*** Records for this exercise
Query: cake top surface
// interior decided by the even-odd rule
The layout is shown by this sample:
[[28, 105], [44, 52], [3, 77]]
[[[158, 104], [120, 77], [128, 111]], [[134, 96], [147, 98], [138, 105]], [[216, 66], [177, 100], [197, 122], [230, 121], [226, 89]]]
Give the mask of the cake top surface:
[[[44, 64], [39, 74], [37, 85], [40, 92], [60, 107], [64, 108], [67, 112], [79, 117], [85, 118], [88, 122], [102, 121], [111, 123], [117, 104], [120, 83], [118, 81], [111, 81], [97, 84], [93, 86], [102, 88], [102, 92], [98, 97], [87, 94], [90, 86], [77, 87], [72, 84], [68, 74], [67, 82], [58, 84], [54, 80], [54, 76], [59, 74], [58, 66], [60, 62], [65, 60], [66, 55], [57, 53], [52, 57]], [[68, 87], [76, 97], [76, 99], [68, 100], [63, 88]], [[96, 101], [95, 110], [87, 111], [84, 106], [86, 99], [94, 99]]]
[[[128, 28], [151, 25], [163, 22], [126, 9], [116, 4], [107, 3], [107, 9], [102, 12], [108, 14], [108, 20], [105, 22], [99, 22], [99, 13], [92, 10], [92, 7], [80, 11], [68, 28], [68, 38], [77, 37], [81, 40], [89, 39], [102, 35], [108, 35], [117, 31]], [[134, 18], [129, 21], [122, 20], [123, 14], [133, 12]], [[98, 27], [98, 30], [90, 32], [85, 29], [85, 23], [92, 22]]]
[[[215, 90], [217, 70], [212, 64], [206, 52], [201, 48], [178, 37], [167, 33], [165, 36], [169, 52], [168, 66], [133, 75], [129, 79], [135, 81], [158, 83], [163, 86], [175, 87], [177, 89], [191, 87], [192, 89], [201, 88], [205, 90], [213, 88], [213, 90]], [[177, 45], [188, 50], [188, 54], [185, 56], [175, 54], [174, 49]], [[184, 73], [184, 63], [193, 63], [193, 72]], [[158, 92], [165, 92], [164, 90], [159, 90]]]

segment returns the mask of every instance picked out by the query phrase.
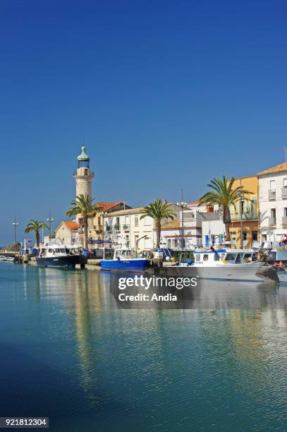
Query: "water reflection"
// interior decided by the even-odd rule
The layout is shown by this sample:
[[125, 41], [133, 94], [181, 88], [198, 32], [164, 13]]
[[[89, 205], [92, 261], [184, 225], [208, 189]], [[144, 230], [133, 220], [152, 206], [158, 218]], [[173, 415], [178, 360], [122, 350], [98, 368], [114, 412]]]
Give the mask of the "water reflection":
[[18, 266], [1, 292], [4, 334], [62, 372], [66, 418], [82, 416], [83, 431], [230, 430], [231, 419], [283, 430], [286, 288], [205, 281], [183, 292], [181, 308], [123, 309], [114, 277]]

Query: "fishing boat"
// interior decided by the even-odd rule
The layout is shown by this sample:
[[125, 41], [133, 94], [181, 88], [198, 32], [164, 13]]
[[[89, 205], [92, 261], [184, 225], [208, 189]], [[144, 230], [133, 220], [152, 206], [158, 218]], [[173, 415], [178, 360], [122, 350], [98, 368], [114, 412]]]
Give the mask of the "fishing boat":
[[101, 260], [101, 270], [106, 271], [143, 272], [150, 265], [150, 259], [130, 249], [114, 251], [114, 259]]
[[278, 279], [281, 285], [287, 285], [287, 272], [281, 270], [277, 272]]
[[264, 262], [257, 260], [257, 253], [253, 249], [226, 248], [195, 251], [194, 261], [187, 260], [186, 263], [180, 262], [178, 265], [177, 272], [181, 276], [238, 281], [264, 279], [257, 273]]
[[60, 242], [50, 243], [40, 248], [36, 257], [37, 265], [39, 267], [59, 267], [75, 268], [76, 264], [85, 265], [86, 258], [80, 253], [67, 250]]

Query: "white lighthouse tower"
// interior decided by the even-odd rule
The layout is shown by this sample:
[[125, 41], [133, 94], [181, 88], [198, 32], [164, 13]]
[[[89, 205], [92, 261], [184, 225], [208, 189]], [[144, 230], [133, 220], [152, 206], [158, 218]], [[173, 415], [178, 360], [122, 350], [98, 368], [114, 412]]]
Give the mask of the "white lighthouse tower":
[[94, 173], [90, 168], [90, 157], [85, 153], [85, 148], [82, 147], [82, 152], [77, 157], [77, 170], [74, 173], [75, 180], [75, 197], [81, 193], [92, 198], [92, 180]]

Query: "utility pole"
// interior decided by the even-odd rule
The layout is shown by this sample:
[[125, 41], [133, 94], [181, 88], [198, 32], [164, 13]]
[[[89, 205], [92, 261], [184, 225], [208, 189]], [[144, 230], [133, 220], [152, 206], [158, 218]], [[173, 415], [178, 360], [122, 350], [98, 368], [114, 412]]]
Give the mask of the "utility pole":
[[187, 203], [183, 201], [183, 188], [181, 188], [181, 201], [176, 203], [176, 205], [181, 208], [181, 247], [183, 249], [185, 248], [183, 208], [186, 207], [187, 204]]
[[240, 249], [243, 248], [243, 215], [242, 215], [242, 203], [244, 202], [244, 195], [241, 191], [238, 191], [237, 196], [239, 198], [240, 203]]

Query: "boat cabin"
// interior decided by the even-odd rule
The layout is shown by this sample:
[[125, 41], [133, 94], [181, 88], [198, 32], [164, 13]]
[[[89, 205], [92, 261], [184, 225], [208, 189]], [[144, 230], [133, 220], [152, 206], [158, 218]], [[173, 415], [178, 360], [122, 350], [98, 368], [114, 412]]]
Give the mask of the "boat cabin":
[[216, 264], [245, 264], [256, 260], [252, 249], [219, 249], [195, 252], [194, 265], [216, 265]]

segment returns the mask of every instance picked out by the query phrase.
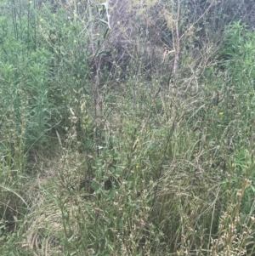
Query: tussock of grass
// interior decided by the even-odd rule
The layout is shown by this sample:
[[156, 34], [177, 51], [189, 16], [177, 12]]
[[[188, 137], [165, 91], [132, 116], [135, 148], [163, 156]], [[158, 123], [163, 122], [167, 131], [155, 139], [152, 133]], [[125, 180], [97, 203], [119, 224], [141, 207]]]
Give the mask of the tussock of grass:
[[0, 254], [253, 255], [254, 33], [213, 41], [213, 3], [21, 2], [1, 5]]

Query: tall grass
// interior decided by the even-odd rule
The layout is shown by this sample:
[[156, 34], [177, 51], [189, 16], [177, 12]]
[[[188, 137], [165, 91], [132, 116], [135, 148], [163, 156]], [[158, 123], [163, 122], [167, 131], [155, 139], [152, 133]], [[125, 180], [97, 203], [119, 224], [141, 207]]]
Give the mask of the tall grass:
[[1, 255], [253, 255], [253, 32], [173, 73], [107, 3], [3, 6]]

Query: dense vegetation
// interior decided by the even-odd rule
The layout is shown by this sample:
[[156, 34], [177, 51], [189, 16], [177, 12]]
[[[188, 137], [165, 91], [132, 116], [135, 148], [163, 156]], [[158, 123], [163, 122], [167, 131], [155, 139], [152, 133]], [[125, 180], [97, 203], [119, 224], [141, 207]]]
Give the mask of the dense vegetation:
[[0, 255], [255, 255], [254, 20], [2, 0]]

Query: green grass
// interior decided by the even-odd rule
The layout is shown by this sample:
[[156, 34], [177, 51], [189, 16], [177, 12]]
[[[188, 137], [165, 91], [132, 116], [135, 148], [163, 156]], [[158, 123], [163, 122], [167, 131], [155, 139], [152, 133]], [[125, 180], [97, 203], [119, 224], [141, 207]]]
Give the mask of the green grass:
[[106, 61], [95, 2], [55, 8], [1, 5], [0, 254], [253, 255], [254, 33], [168, 79], [139, 37]]

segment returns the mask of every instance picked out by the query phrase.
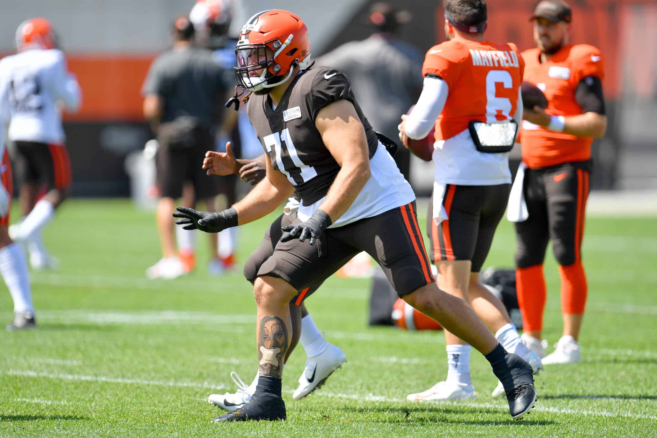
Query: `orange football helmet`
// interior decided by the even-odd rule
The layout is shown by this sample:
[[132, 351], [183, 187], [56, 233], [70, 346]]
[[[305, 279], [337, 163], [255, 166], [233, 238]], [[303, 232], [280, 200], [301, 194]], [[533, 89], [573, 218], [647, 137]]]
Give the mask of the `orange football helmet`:
[[310, 64], [308, 28], [287, 11], [258, 12], [242, 28], [235, 56], [240, 86], [252, 91], [275, 87], [290, 79], [297, 67]]
[[18, 51], [34, 47], [47, 49], [55, 47], [55, 30], [45, 18], [26, 20], [16, 31], [16, 48]]
[[202, 45], [222, 47], [233, 18], [232, 0], [197, 0], [189, 12]]

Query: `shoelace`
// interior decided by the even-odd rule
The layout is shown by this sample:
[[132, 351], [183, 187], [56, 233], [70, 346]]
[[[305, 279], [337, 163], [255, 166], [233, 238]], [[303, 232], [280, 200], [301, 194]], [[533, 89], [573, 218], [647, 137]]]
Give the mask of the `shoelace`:
[[237, 385], [237, 392], [238, 393], [246, 393], [248, 390], [248, 385], [244, 382], [244, 380], [240, 378], [240, 376], [235, 371], [231, 372], [231, 378], [233, 379], [233, 381], [235, 382], [235, 385]]
[[518, 386], [513, 389], [511, 391], [511, 396], [510, 400], [517, 400], [525, 393], [527, 392], [527, 388], [529, 387], [527, 385], [523, 385], [522, 386]]

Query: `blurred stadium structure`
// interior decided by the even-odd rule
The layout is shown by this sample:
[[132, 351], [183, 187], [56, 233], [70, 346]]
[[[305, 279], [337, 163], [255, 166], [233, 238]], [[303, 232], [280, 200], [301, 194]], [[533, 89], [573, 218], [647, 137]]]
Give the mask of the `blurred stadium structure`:
[[[5, 3], [9, 3], [5, 0]], [[141, 149], [152, 134], [142, 115], [140, 89], [152, 59], [170, 44], [171, 20], [193, 0], [30, 0], [12, 1], [0, 14], [0, 57], [14, 51], [14, 33], [28, 18], [55, 26], [70, 68], [83, 89], [81, 110], [66, 115], [74, 195], [122, 196], [129, 193], [125, 156]], [[348, 41], [367, 37], [371, 0], [242, 0], [231, 32], [262, 9], [282, 7], [308, 24], [315, 57]], [[438, 0], [389, 0], [413, 20], [402, 39], [428, 49], [442, 41]], [[528, 21], [535, 2], [488, 0], [487, 37], [533, 47]], [[604, 85], [609, 128], [594, 147], [597, 189], [657, 188], [657, 2], [654, 0], [570, 0], [573, 40], [599, 47], [606, 57]], [[357, 90], [356, 91], [357, 93]], [[383, 91], [384, 92], [384, 91]], [[399, 109], [399, 114], [407, 109]], [[99, 162], [103, 164], [98, 166]], [[415, 162], [411, 180], [421, 189], [432, 181], [427, 164]], [[424, 166], [424, 167], [422, 167]], [[430, 166], [429, 164], [428, 166]], [[430, 167], [429, 168], [430, 169]], [[414, 172], [412, 171], [411, 174]], [[424, 178], [423, 176], [426, 175]]]

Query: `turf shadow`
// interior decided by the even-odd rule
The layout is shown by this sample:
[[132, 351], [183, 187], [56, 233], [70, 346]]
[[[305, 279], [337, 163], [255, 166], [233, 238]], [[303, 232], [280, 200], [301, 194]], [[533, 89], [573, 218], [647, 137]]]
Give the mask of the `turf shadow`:
[[558, 395], [541, 395], [545, 400], [562, 399], [583, 399], [586, 400], [657, 400], [657, 395], [612, 395], [604, 394], [560, 394]]
[[1, 415], [0, 422], [34, 422], [37, 420], [89, 420], [73, 415]]

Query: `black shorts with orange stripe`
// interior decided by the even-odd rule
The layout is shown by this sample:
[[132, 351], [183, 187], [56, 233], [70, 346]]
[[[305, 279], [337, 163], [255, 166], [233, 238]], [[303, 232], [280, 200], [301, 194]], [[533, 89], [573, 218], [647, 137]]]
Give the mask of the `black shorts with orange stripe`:
[[[260, 241], [260, 244], [256, 249], [256, 251], [251, 253], [251, 255], [249, 256], [249, 258], [246, 259], [246, 263], [244, 263], [244, 277], [252, 284], [253, 284], [258, 278], [258, 272], [260, 270], [260, 266], [265, 262], [265, 260], [274, 254], [274, 248], [276, 247], [276, 244], [279, 243], [279, 241], [281, 240], [281, 237], [283, 235], [283, 231], [281, 230], [281, 227], [292, 225], [296, 220], [296, 210], [295, 210], [290, 214], [281, 214], [279, 216], [271, 223], [271, 225], [267, 229], [267, 231], [265, 231], [265, 236]], [[299, 291], [298, 295], [292, 299], [292, 302], [297, 306], [301, 305], [304, 300], [317, 290], [323, 282], [324, 281], [322, 280], [311, 287]]]
[[510, 189], [510, 184], [448, 184], [443, 198], [448, 218], [440, 225], [434, 220], [432, 195], [426, 218], [431, 261], [470, 260], [470, 272], [479, 272], [504, 216]]
[[16, 174], [22, 183], [43, 185], [47, 191], [70, 187], [71, 161], [66, 146], [17, 141], [14, 147]]
[[[361, 251], [378, 262], [399, 297], [435, 280], [417, 223], [415, 202], [337, 228], [315, 245], [279, 241], [260, 266], [259, 276], [285, 280], [298, 291], [318, 284]], [[300, 221], [297, 219], [294, 223]]]
[[581, 260], [591, 167], [587, 160], [525, 170], [523, 191], [529, 216], [515, 224], [518, 268], [541, 264], [550, 239], [559, 264]]
[[11, 162], [9, 161], [9, 153], [7, 149], [5, 149], [5, 153], [2, 157], [2, 164], [0, 164], [0, 178], [1, 178], [2, 185], [5, 187], [5, 189], [9, 193], [10, 207], [7, 214], [0, 217], [0, 226], [8, 227], [9, 226], [9, 212], [11, 211], [11, 197], [12, 193], [14, 193], [14, 183], [11, 176]]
******
Quote the data verbatim, everything from the line containing "Query: green grass" down to the line containing "79], [139, 37]]", both of those lines included.

Query: green grass
// interior decided by the even-odd rule
The layout is shown by this sample:
[[156, 34], [177, 51], [189, 16], [177, 12]]
[[[188, 137], [165, 91], [132, 116], [135, 148], [163, 156]], [[158, 123], [163, 122], [167, 131], [155, 139], [152, 133]], [[125, 180], [97, 203], [119, 224], [141, 207]]]
Give the mask of the green grass:
[[106, 61], [95, 2], [55, 8], [1, 5], [0, 254], [253, 255], [254, 33], [168, 79], [139, 37]]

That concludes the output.